Exercise data:
════════════════════

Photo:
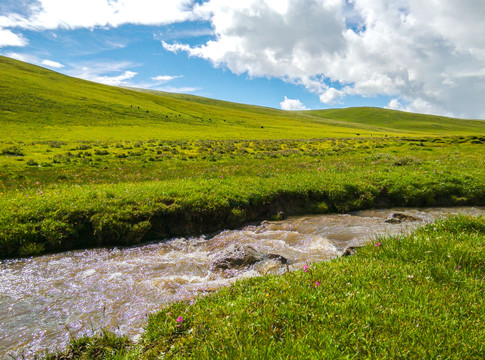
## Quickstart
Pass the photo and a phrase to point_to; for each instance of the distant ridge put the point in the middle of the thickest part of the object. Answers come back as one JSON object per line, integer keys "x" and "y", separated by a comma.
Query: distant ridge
{"x": 40, "y": 104}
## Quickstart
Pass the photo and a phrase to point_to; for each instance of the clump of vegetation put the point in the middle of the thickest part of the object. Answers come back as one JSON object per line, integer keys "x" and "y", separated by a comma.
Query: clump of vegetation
{"x": 418, "y": 296}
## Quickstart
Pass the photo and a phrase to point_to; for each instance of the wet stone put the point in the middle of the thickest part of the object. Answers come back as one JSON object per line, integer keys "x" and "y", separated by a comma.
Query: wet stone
{"x": 238, "y": 256}
{"x": 397, "y": 218}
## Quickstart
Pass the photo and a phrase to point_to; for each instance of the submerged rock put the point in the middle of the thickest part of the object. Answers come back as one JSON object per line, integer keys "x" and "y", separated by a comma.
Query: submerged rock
{"x": 350, "y": 250}
{"x": 397, "y": 218}
{"x": 237, "y": 256}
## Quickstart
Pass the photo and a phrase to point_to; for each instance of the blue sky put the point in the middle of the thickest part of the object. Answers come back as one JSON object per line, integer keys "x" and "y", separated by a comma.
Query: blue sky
{"x": 290, "y": 54}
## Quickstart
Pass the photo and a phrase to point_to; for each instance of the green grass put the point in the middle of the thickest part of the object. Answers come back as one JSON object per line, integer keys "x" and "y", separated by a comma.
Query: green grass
{"x": 41, "y": 105}
{"x": 84, "y": 164}
{"x": 77, "y": 201}
{"x": 413, "y": 297}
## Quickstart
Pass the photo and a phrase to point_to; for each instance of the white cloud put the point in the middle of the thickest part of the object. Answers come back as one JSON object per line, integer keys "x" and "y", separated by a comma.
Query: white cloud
{"x": 394, "y": 104}
{"x": 429, "y": 55}
{"x": 165, "y": 78}
{"x": 52, "y": 14}
{"x": 292, "y": 104}
{"x": 109, "y": 73}
{"x": 52, "y": 64}
{"x": 8, "y": 38}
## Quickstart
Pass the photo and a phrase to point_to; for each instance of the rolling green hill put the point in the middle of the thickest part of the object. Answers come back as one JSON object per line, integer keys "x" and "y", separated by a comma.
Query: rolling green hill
{"x": 38, "y": 104}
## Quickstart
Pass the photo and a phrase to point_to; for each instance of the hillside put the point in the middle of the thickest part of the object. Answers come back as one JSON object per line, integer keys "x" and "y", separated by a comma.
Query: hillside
{"x": 39, "y": 104}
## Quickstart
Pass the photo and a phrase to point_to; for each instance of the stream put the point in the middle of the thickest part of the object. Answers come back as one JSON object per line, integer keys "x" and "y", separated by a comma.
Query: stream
{"x": 48, "y": 299}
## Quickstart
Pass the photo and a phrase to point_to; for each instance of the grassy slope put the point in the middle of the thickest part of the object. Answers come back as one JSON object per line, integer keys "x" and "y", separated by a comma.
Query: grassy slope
{"x": 38, "y": 104}
{"x": 404, "y": 121}
{"x": 417, "y": 297}
{"x": 82, "y": 192}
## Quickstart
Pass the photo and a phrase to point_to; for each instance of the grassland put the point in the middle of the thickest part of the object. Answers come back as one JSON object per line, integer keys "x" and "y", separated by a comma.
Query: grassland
{"x": 83, "y": 164}
{"x": 414, "y": 297}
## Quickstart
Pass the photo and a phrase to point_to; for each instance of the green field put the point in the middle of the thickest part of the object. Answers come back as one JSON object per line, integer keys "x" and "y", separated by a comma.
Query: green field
{"x": 85, "y": 165}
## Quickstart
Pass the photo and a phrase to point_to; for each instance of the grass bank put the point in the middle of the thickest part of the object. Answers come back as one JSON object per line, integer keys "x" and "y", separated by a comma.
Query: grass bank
{"x": 419, "y": 296}
{"x": 87, "y": 195}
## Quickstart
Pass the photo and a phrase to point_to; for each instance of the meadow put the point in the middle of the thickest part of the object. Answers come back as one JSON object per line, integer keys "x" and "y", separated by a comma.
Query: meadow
{"x": 60, "y": 196}
{"x": 86, "y": 165}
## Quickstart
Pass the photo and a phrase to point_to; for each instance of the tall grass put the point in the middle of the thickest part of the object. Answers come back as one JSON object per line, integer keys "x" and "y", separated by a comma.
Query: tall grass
{"x": 414, "y": 297}
{"x": 113, "y": 201}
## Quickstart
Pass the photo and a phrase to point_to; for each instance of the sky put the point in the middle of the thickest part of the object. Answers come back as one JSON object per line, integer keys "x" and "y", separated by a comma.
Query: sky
{"x": 425, "y": 56}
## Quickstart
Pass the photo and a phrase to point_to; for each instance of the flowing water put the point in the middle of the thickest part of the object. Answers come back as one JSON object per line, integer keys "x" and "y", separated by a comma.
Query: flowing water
{"x": 45, "y": 300}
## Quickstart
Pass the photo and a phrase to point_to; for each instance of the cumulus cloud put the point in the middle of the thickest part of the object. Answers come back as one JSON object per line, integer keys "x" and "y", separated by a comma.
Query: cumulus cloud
{"x": 52, "y": 64}
{"x": 165, "y": 78}
{"x": 292, "y": 104}
{"x": 109, "y": 73}
{"x": 52, "y": 14}
{"x": 428, "y": 55}
{"x": 8, "y": 38}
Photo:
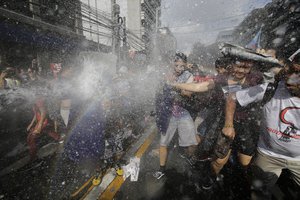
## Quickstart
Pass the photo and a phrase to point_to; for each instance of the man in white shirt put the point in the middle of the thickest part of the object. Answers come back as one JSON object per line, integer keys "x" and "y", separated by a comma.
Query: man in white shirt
{"x": 279, "y": 140}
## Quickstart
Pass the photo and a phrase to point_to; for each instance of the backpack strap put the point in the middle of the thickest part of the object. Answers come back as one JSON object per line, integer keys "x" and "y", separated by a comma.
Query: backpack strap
{"x": 272, "y": 87}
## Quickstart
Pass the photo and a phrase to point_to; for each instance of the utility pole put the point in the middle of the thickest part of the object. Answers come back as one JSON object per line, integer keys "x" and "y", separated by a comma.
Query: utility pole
{"x": 115, "y": 11}
{"x": 124, "y": 39}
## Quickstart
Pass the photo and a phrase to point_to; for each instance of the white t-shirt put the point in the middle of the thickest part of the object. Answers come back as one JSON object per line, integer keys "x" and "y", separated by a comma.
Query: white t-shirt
{"x": 280, "y": 125}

════════════════════

Instructions to follow: Leave the pictures out and reproduce every record above exactly.

Response to this exercise:
Photo:
## Quickstart
Pass the photo and a phrase to point_to; for each instance of the distant ridge put the point in the middle of the thickest part of the object. Answers come back as one JSON object per line, integer keys "x" and "y", separated by a comma.
Query: distant ridge
{"x": 40, "y": 104}
## Quickstart
Pass the photo and a phrase to point_to; for each instance of the clump of vegetation put the point in the middle of the thickest part of the object. Answers come back as one JSON object per line, integer keys "x" and "y", separated by a comma.
Query: clump of vegetation
{"x": 418, "y": 296}
## Quickstart
Pass the photo and a phrase to point_to; for each instance of the wet stone put the point in the middle of the thickest part of the object. Answers come back as one JSON object per line, integer keys "x" and "y", separated by a comma.
Query: wet stone
{"x": 238, "y": 256}
{"x": 397, "y": 218}
## Quickstart
Pass the photo and a phrase to point_to; for each instance of the submerged rock put the point in the middle of the thickest part of the object. Answers come back as one JSON object per line, integer keys "x" and "y", separated by a comma.
Query: submerged rock
{"x": 350, "y": 250}
{"x": 397, "y": 218}
{"x": 237, "y": 256}
## Quickstart
Pass the photo and a phrase to point_to; for each instance of the blue sky put the point in the middle of the thickest part of the object. Answers come back as one JSON object per line, integer keys "x" and "y", separated by a comma.
Query: blue sky
{"x": 290, "y": 54}
## Quickstart
Pass the photo and a phrase to point_to; for each instance of the green grass put the point in the middle of the thickest part of the object. Answers come back as one JSON object per line, integer keys "x" and "y", separated by a comma.
Query: green grass
{"x": 41, "y": 105}
{"x": 84, "y": 164}
{"x": 77, "y": 201}
{"x": 413, "y": 297}
## Quickstart
Pass the photo and a phrase to point_to; for each instance of the white cloud put the point in the middle of the thickest part of the object. Answers come back as one JSON object per line, integer keys "x" and "y", separated by a comma.
Query: white cloud
{"x": 394, "y": 104}
{"x": 429, "y": 55}
{"x": 165, "y": 78}
{"x": 52, "y": 14}
{"x": 292, "y": 104}
{"x": 109, "y": 73}
{"x": 52, "y": 64}
{"x": 8, "y": 38}
## Quickstart
Pass the photo and a phrase to point_to; for each instance of the rolling green hill put the point in the middle of the thickest part of the object. Answers come back as one JSON object per line, integer keys "x" and "y", separated by a comma.
Query: rolling green hill
{"x": 38, "y": 104}
## Quickstart
Pass the photo and a phrase to point_to; for each instance of the hillside put the point in the middle of the thickest part of the object. Answers come back as one JSON object per line, integer keys "x" and "y", separated by a comma.
Query: hillside
{"x": 39, "y": 104}
## Quickstart
Pass the photo and a phrase to point_to; for each instance of the stream put the point in the middle of the thickest part of the object. Answers come back as one JSON object per line, integer keys "x" and "y", separated by a comma.
Query: stream
{"x": 48, "y": 299}
## Quickstart
Pass the photo and a phrase to point_to; for each instance of the grassy slope put the point in the middle of the thickest part of the object. Answers come back as one JSON object per line, integer keys "x" and "y", separated by a comma.
Query: grassy slope
{"x": 38, "y": 104}
{"x": 404, "y": 121}
{"x": 417, "y": 297}
{"x": 82, "y": 192}
## Quickstart
Pass the photo and a phrase to point_to; for each instance of the grassland put the point in the middle of the thickest part of the object. Answers come back as one JSON object per line, integer keys "x" and "y", separated by a comma.
Query: grassland
{"x": 83, "y": 164}
{"x": 414, "y": 297}
## Quickstart
Pass the photo and a phrase to point_to; for each instance of the green field put the point in the middle of the thickest part of the object. Answers come back as one JSON object per line, integer keys "x" and "y", separated by a comma.
Query: green field
{"x": 85, "y": 165}
## Quickstart
Pass the photo and a phrase to point_to; for each instance of the grass bank put the point in the middle of the thickest part of the object. Answers come back as one JSON object per line, integer keys "x" and "y", separated by a comma.
Query: grass bank
{"x": 419, "y": 296}
{"x": 87, "y": 195}
## Quickstart
Pass the photo and a phrase to point_to; for each instance of the meadow put the point in the middle of the thickest part of the object. Answers come back as one JSON object per line, integer keys "x" and "y", separated by a comma.
Query: meadow
{"x": 60, "y": 196}
{"x": 86, "y": 165}
## Quickstart
Pass the photo and a phrase to point_to; for each instance of the tall grass put the point in the middle of the thickest part of the object. Answers come back as one JSON object per line, integer keys "x" and "y", separated by a comma.
Query: tall grass
{"x": 414, "y": 297}
{"x": 113, "y": 201}
## Quickstart
Pass the photo and a phrase to point_to; for each instance of the sky put the point in the middle of the thickest part of the object. Answers come back as one JSON object per line, integer keys "x" and "y", separated by a comma.
Query: sky
{"x": 425, "y": 56}
## Quickstart
Pass the photo and a phrase to point_to; for each instance of the flowing water put the point in the middle of the thickest part of the object. Answers come back as one JSON object per line, integer keys "x" and "y", separated by a comma.
Query: flowing water
{"x": 45, "y": 300}
## Quickstart
Pass the photo and a phrase to point_to; for each instance of the cumulus cloud put the point in the middle of the thickest part of the object. Answers come back as one JSON object per line, integer keys "x" and "y", separated by a comma.
Query: cumulus cloud
{"x": 52, "y": 64}
{"x": 165, "y": 78}
{"x": 292, "y": 104}
{"x": 109, "y": 73}
{"x": 52, "y": 14}
{"x": 428, "y": 55}
{"x": 8, "y": 38}
Photo:
## Quickstart
Pass the photo and a phrase to point_to; for each instance of the man in white shirt put the point in the middle of the thickest part of the object. Answers come back as one JSON object per line, integer keys "x" and "y", separated by a comma.
Query: man in white shirt
{"x": 279, "y": 140}
## Quickstart
Pass the photo and a phrase to point_to; for each instance of the backpack strap put the point in the middle of the thickest part of the object. Answers come back as one JSON object per line, integer keys "x" and "y", separated by a comma.
Query: backpack strap
{"x": 272, "y": 87}
## Quickstart
Pass the photo and a phrase to point_to; for each instance of the utility pole put the point in the middle of the thickest part of the object. Answers come back as one JSON object per line, integer keys "x" and "y", separated by a comma.
Query: utility pole
{"x": 115, "y": 11}
{"x": 124, "y": 39}
## Quickstart
Pass the photo and a phrase to point_to; for each instance of the white t-shirt put the point in the middle of the thickest part of the object. Answers come back as one JSON object per line, integer keys "x" and "y", separated by a comma.
Query: white t-shirt
{"x": 280, "y": 125}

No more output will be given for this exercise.